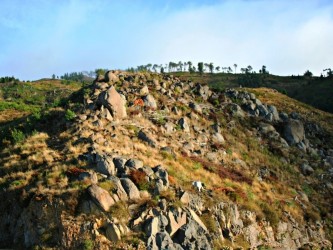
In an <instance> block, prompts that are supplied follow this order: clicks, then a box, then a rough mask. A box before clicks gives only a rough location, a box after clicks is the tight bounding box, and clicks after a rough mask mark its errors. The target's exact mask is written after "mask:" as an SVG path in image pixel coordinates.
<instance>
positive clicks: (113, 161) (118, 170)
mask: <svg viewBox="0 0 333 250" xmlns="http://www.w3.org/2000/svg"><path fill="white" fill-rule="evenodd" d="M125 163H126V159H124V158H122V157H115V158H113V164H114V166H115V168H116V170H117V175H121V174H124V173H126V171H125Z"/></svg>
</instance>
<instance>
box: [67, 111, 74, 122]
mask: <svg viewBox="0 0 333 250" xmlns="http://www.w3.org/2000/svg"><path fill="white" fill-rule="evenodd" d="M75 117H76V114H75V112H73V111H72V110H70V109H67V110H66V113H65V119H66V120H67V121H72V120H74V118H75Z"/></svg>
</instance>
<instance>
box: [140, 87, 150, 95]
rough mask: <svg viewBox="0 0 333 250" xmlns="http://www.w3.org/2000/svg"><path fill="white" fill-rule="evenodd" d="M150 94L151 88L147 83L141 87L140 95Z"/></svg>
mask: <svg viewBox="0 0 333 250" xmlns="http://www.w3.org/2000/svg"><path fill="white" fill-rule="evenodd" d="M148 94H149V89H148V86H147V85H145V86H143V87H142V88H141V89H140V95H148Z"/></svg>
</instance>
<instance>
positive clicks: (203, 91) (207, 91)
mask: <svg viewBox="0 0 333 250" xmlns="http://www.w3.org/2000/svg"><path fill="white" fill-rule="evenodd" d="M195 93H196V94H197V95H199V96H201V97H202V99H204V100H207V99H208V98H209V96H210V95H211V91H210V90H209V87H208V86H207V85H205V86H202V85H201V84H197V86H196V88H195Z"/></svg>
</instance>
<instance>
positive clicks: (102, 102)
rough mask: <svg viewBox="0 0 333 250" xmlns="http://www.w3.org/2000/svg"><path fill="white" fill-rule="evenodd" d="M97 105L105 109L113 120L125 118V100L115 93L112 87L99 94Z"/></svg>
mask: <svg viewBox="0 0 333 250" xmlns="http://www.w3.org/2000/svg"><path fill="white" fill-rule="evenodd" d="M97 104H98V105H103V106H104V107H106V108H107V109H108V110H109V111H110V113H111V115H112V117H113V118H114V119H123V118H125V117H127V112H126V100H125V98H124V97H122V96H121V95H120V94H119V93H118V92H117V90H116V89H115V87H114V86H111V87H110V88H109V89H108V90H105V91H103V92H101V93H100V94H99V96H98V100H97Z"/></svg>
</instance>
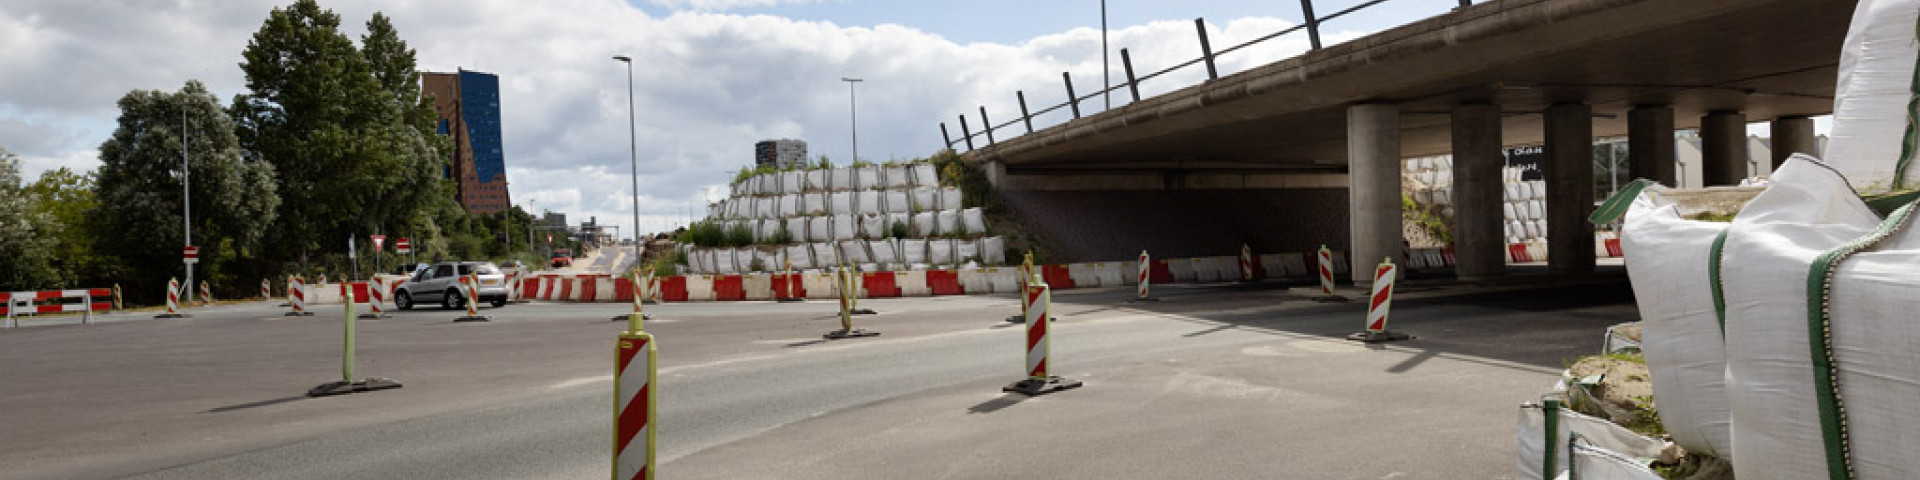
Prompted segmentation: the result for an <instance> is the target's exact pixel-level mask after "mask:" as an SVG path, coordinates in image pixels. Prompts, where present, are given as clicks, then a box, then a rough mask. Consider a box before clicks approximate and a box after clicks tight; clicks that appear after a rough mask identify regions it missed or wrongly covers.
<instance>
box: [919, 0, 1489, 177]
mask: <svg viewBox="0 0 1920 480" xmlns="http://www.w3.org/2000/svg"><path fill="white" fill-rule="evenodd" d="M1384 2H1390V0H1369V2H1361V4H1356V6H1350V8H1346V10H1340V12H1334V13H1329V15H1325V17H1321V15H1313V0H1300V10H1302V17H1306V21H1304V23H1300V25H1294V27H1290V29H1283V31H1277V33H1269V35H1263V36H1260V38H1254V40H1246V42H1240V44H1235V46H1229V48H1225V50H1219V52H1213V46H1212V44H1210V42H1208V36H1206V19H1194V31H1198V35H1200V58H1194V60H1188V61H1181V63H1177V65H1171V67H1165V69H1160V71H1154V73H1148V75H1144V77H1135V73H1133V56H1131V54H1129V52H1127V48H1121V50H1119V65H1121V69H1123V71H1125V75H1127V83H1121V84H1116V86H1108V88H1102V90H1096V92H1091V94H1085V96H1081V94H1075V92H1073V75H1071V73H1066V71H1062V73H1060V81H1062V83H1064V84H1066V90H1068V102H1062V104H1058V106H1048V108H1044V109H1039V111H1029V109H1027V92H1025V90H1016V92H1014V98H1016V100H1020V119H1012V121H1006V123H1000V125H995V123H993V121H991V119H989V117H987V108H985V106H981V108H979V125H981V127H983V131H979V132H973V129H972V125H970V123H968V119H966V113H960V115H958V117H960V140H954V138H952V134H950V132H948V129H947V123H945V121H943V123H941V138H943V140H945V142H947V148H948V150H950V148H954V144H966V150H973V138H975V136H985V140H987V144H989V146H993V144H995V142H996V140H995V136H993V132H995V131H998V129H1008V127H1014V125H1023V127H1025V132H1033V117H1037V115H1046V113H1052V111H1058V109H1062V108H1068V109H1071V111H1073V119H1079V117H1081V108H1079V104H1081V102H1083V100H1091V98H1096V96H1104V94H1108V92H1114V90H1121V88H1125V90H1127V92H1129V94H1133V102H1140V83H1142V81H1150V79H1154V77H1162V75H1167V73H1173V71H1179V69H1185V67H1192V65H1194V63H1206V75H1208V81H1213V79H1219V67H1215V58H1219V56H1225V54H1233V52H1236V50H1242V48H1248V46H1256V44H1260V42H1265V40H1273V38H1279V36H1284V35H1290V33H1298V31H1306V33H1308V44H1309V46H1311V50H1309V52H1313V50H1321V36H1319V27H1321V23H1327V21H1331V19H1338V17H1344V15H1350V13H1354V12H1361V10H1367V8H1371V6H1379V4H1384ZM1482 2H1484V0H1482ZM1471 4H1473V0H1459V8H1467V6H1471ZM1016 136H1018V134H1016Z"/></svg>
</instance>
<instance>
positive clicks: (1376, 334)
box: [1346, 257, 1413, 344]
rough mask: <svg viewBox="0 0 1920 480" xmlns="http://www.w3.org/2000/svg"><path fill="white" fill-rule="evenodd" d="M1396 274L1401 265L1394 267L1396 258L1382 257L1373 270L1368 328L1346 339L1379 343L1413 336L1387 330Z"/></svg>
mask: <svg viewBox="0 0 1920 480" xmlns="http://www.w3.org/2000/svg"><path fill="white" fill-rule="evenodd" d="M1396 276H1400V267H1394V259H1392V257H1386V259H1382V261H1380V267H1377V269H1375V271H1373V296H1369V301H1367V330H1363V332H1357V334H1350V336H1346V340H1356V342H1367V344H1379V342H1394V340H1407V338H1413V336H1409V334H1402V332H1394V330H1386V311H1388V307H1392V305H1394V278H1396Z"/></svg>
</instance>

Brief:
Collect every line in the items above that contains the word "positive", and copy each of those lines in full.

Response:
positive clicks: (113, 161) (118, 170)
positive clicks: (203, 91) (207, 91)
positive clicks: (102, 102)
positive clicks: (1376, 334)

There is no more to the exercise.